◆ 抽出テキスト
::::::

子宮頸がんの治療

広汎子宮全摘術 腹腔鏡か開腹かの選択

広汎子宮全摘術を受けるにあたって、施設によってはどちらかを選ぶことができる場合があります。

もし、選べたとしてどちらがどのようによいのか、私が決めた理由などをまじえてご紹介します。

開腹手術

臍の横あたりから恥骨のあたりまで縦切開で15cmほど皮膚を切開し行います。

腹腔鏡手術

5箇所に5〜12mmほどの小さい切開をいれて、そこから器具を腹部の中にいれて操作する手術方法です。

傷跡は5箇所(うち1箇所は臍)になります。

メリットとしては、術後の痛みが少ないことや大きな傷跡が残らないこと、回復がはやい、早期離床に繋がることがあげられます。

通常の手術であれば、入院期間の短縮も見込めますが、広汎子宮全摘の場合は摘出する範囲が変わらないため排尿障害は腹腔鏡手術でも後遺症として生じうるため入院期間への影響はそれほどないかもしれません。

2018年にアメリカから出た論文

LACC trialというアメリカのグループが発表した、子宮頸がんに対する開腹手術と腹腔鏡下手術、ロボット支援下による広汎子宮全摘術に対する予後の調査があります。(N Engl J Med. 2018 Nov 15;379(20):1895-1904.)

この結果が腹腔鏡下、ロボット支援下での低侵襲な手術の方が開腹手術に比べて無病生存率(病気のない状態での生存率)、全生存率(再発していても生きている人を含める)が低いというものでした。

::::::

[参照表現データ]

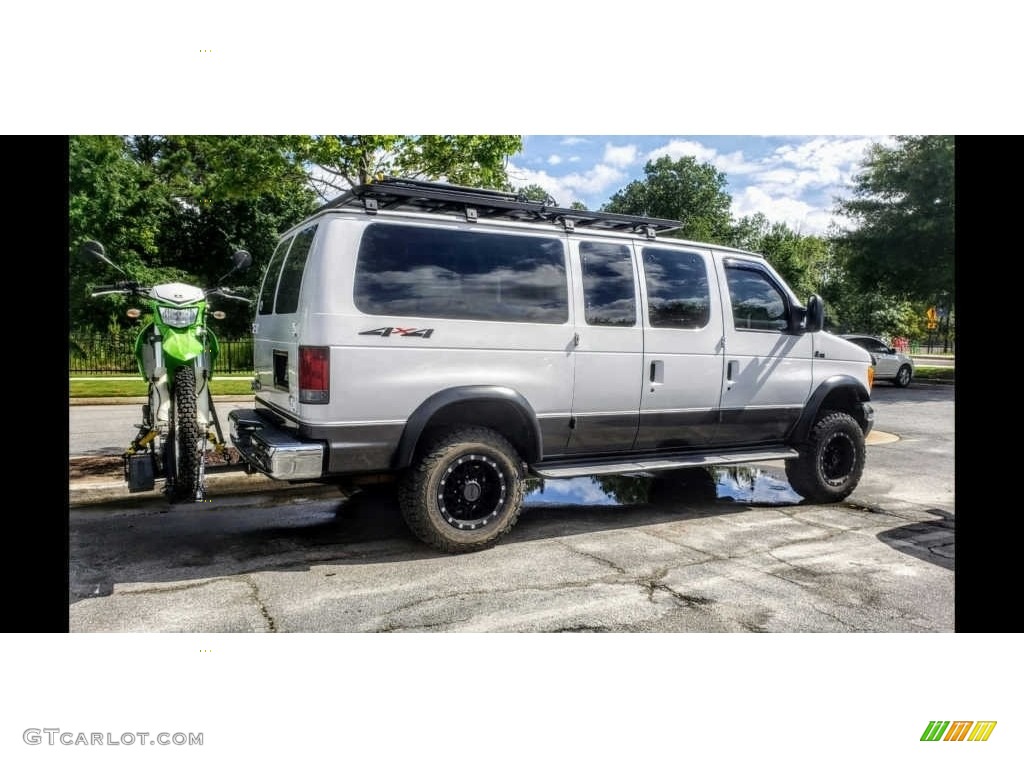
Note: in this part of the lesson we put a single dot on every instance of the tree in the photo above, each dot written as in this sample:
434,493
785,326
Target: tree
682,189
338,163
805,261
902,242
174,208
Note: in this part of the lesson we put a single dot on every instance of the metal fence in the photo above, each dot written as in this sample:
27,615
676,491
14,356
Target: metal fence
115,354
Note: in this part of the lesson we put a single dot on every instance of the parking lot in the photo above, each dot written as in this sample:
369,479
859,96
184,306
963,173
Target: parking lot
738,553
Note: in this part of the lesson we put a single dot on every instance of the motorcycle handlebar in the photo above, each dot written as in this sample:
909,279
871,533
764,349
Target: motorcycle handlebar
226,293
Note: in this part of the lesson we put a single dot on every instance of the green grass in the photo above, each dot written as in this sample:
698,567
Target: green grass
136,388
934,373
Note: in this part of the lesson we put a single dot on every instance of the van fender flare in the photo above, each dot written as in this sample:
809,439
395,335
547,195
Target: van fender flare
849,394
502,409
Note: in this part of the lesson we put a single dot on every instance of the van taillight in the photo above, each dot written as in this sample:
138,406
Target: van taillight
314,375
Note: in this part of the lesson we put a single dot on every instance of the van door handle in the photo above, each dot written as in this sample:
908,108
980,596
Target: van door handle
656,374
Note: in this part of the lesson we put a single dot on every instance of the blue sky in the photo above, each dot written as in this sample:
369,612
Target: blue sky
787,178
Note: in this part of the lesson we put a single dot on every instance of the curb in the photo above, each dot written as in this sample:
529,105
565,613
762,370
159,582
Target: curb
142,400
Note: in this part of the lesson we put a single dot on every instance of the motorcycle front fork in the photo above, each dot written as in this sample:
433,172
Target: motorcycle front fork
156,420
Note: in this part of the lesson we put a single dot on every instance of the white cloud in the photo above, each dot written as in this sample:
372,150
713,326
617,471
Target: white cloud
733,162
620,156
570,186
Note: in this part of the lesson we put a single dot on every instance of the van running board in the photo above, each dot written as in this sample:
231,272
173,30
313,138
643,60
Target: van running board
557,469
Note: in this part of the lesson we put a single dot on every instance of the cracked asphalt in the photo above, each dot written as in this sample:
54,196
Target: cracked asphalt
266,558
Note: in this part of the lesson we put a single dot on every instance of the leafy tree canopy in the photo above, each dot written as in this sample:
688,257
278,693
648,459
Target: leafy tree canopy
902,241
338,163
682,189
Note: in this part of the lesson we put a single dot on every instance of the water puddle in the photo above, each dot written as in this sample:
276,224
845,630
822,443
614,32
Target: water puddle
737,483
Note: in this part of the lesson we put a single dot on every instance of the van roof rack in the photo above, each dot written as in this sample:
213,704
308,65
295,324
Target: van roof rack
403,195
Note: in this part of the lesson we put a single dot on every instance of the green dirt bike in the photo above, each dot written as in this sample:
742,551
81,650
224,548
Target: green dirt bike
175,352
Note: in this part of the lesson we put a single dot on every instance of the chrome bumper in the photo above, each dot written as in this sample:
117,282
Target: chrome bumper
271,449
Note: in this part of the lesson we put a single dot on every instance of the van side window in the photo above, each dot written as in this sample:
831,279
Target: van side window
757,303
678,294
291,272
608,288
270,279
430,272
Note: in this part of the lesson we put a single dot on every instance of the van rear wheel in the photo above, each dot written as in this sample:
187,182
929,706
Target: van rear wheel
464,492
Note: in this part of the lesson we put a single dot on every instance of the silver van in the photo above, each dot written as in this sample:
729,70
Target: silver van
457,340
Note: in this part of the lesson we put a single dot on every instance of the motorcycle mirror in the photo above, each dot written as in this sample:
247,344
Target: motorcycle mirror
93,250
241,260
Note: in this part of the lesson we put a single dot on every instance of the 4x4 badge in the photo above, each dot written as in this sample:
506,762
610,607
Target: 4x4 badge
423,333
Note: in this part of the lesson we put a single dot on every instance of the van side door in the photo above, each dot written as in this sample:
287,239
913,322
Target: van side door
681,381
768,367
608,348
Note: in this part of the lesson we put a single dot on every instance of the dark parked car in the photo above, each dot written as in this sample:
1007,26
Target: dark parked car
890,365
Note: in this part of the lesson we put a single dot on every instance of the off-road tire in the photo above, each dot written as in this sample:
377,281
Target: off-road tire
187,469
832,460
464,492
903,377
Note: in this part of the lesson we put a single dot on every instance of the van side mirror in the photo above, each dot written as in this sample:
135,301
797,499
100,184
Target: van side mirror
815,314
241,261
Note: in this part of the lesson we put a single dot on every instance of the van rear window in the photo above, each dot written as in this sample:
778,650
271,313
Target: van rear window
431,272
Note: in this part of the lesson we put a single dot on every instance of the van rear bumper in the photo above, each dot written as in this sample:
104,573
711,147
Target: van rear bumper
275,452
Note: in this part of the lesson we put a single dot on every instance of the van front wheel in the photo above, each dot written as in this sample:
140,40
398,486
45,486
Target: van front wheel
830,461
463,493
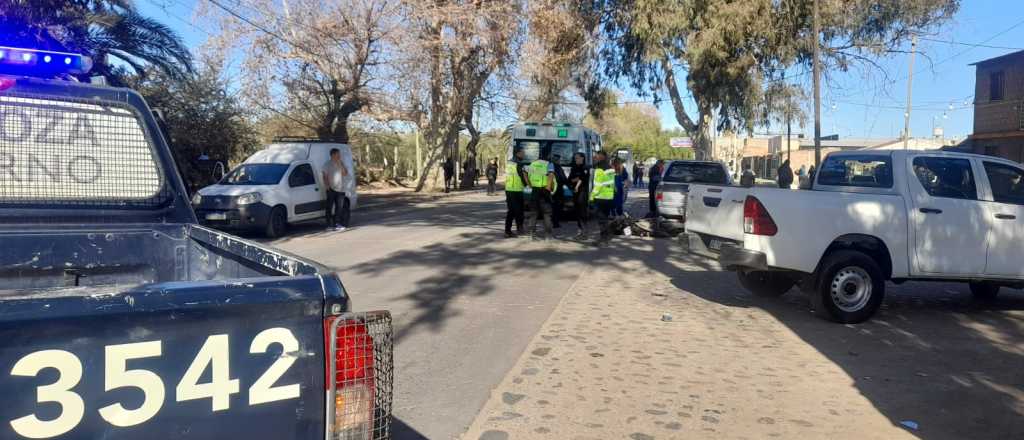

::::::

◆ 実施する課題
a - 子宮頸がんの手術に関する文章をもとに、次の問いに答えてください。
(i) 開腹手術では、皮膚をどの方向にどれくらいの長さ切開しますか。
(ii) 腹腔鏡手術の傷跡は何箇所になりますか。
(iii) LACC trialの論文は何年に出されましたか。
b - 次の各記述が子宮頸がんの手術に関する文章の内容と合っているかを「はい」か「いいえ」で判定し、根拠となる文章中の語句をそのまま引用してください。
(i) 腹腔鏡手術では、5〜12mmほどの小さい切開を入れる。
(ii) LACC trialは、ヨーロッパのグループが発表したものである。
(iii) 広汎子宮全摘では、腹腔鏡手術を選べば排尿障害は生じない。
c - 子宮頸がんの手術に関する文章を、最後の文のあとから書き進めてください。

◆ 課題の解答
a -
(i) 縦切開で15cmほどです。
(ii) 5箇所で、そのうち1箇所は臍です。
(iii) 2018年です。

b -
(i) はい。「5箇所に5〜12mmほどの小さい切開をいれて」
(ii) いいえ。「LACC trialというアメリカのグループが発表した」
(iii) いいえ。「排尿障害は腹腔鏡手術でも後遺症として生じうる」

c -
(4.5年後の無病生存率は、低侵襲手術で86.0%、開腹手術で96.5%)

腹腔鏡手術では骨盤内再発が多いという結果で、この論文が出たことでとても衝撃が走りました。

一方、手技に問題があった(意訳:腹腔鏡が上手でない人が執刀したから)、この比較試験のデザイン自体に問題があったとする意見や、その後腹腔鏡と開腹手術で予後に差はないという論文も多く出されています。

開腹手術にすることに決めた理由

現時点で、腹腔鏡手術と開腹手術で予後が本当に違うのかを結論づけるのは難しいですが、私はこの論文が決め手となり開腹手術を選択しました。

もし腹腔鏡手術を受けて再発したときに、開腹手術をしていたら再発していなかったかも、と思いたくなかったからです。

大きな傷は残りますが、「根治」の可能性を少しでもあげたくてこの選択をしました。

ですが、将来的には「予後について腹腔鏡手術が開腹手術に劣らない」というエビデンスが蓄積されて、手術による身体的な負担が少しでも少なくなるといいなと願っています。